Problem details →
In the article below on substance abuse assessments as bond conditions, what else does the bond order often require of the defendant besides undergoing the assessment?

Reading passage →
▬▬▬▬▬▬

In The News

Monday, March 15, 2010

Are Substance Abuse Assessments Appropriate Bond Conditions?

By Michael Nichols
Categories: Michael J. Nichols, Drunk-Driving, OWI


Michigan’s Constitutional Philosophy – and Some Courts in Other States Say “No”
By Michael J. Nichols and Fred E. Bell, The Nichols Law Firm, PLLC
            The flavor of the month for dealing with suspected drunk drivers in extreme cases like felonies, accidents involving injury or death, even some 1st time defendants with an extremely high BrAC or BAC[1] seems to be ordering the defendant to undergo a substance abuse assessment. In many of those cases, the bond order also requires the defendant to follow the recommendations and/or sign a release so that the probation agent can receive and review the assessment. At least one potential client has asked about whether such a bond condition is appropriate. Our position is that requiring a defendant to follow any conditions beyond the least restrictive means to ensure the defendant’s appearance and the public safety contravenes our state’s constitutional protection against unreasonable detention.

▬▬▬▬▬▬

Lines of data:
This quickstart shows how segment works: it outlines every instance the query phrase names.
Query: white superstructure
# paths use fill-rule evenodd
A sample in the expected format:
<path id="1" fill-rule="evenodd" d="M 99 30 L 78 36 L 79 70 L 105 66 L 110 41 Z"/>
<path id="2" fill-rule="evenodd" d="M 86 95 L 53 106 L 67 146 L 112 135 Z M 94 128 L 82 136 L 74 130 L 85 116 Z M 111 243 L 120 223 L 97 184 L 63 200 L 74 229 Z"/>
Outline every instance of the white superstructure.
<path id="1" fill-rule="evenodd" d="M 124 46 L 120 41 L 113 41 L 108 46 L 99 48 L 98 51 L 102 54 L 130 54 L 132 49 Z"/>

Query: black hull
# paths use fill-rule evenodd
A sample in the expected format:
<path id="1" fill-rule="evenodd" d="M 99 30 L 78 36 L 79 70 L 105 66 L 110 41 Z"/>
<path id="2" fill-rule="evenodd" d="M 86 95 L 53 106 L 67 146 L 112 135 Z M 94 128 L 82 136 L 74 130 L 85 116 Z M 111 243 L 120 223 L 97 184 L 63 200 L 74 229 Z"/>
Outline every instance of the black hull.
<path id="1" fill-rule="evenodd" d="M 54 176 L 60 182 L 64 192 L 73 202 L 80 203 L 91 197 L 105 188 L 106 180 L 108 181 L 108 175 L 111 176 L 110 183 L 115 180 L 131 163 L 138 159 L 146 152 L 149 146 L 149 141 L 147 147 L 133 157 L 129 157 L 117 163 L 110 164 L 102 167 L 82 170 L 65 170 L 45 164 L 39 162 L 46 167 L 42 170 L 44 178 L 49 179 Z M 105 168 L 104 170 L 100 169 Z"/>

▬▬▬▬▬▬

Solution →
The bond order often requires the defendant to follow the recommendations and/or sign a release so that the probation agent can receive and review the assessment.